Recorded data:
=======
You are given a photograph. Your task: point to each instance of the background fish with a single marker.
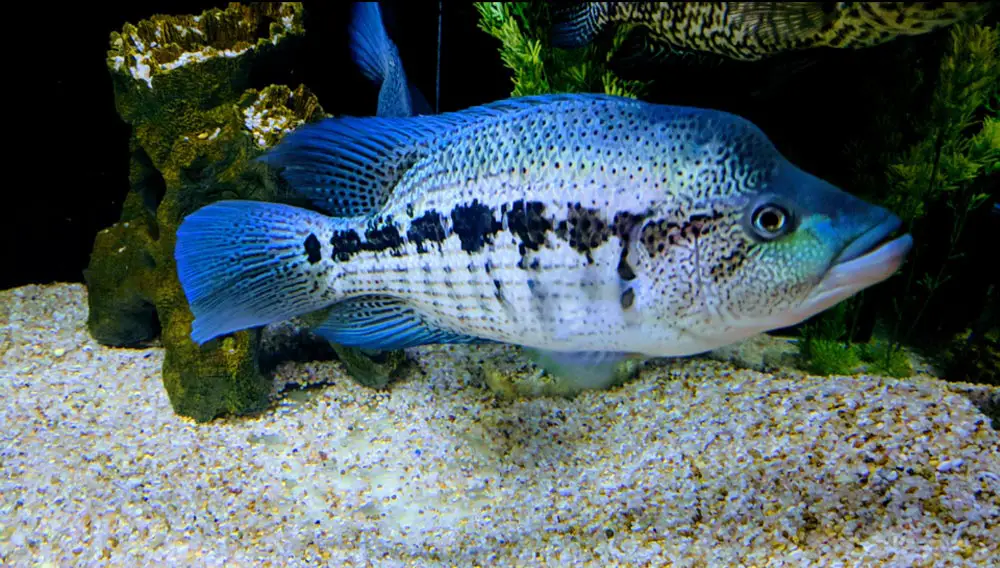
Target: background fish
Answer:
(587, 227)
(753, 30)
(379, 60)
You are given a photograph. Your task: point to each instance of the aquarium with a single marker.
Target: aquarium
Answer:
(503, 284)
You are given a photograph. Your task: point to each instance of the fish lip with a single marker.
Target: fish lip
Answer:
(866, 243)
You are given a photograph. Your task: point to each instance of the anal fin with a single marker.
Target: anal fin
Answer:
(584, 369)
(385, 323)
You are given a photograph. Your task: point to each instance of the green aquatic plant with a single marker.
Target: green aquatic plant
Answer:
(823, 345)
(930, 162)
(885, 358)
(538, 68)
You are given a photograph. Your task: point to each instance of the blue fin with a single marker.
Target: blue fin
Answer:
(370, 45)
(383, 322)
(379, 60)
(584, 369)
(576, 24)
(244, 264)
(349, 166)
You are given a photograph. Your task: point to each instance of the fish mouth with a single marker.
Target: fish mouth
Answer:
(866, 242)
(867, 260)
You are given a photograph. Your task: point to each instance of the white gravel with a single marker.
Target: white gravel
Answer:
(692, 464)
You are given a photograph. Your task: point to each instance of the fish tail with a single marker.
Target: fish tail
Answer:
(371, 47)
(575, 24)
(245, 264)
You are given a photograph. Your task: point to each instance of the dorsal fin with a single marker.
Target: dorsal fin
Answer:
(349, 166)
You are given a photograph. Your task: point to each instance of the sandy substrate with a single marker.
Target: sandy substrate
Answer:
(692, 464)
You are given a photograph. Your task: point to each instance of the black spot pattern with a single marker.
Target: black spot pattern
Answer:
(584, 229)
(622, 227)
(428, 228)
(475, 225)
(527, 221)
(345, 244)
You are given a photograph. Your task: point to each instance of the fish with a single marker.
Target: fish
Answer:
=======
Copy out each record word for word and omit any pictures.

Solved problem:
You are given a photograph. Your task: point to each instance of the background fish with a single marker.
Target: background fish
Answer:
(587, 227)
(753, 30)
(379, 60)
You are given a photograph. Your task: point to each instance of the aquarium with a single marker.
Target: aquarium
Answer:
(503, 284)
You are given a photograph. Your task: point to each instance of the fish lip with a single marker.
Target: fish lip
Answer:
(866, 243)
You are given a photograph. Your task: point to each instance of the anal fin with a single marker.
Target: anal fin
Answer:
(584, 369)
(385, 323)
You are given a photograph. Your task: point to each instance of the green aquatic plant with a single marker.
Target: green aquatic plant
Answer:
(823, 345)
(930, 162)
(885, 358)
(538, 68)
You are given a photograph. Your task: point to each instance of the blue fin with a single marker.
Target: blue fin
Answer:
(370, 45)
(383, 322)
(379, 60)
(584, 369)
(576, 24)
(244, 264)
(349, 166)
You are given a photograph. Your task: point to each instance of the fish mouth with a single marker.
Target: fish mouth
Answer:
(866, 242)
(867, 260)
You are given a photograph. Your task: point to each instance of the white gravel with a single marker.
Target: white gravel
Answer:
(692, 464)
You are given a photograph. Your task: point to each instance of the fish tail with a single marker.
Target: fish tail
Answer:
(371, 47)
(575, 24)
(245, 264)
You are given a photograph. Your task: point to each instance of the dorsal fin with a single marker.
Target: dorsal fin
Answer:
(349, 166)
You are given a photograph. Your task: point to each instance of the sandy substrate with a single marker.
Target: sandy substrate
Answer:
(692, 464)
You are given a photograph. Your task: point to each instance of the black spot pattern with a single marker.
Target: black spot pattern
Answer:
(584, 229)
(622, 227)
(428, 228)
(475, 225)
(527, 221)
(345, 244)
You are given a photograph. Your task: point to each instance of the fish with a single marker.
Target: fish
Answer:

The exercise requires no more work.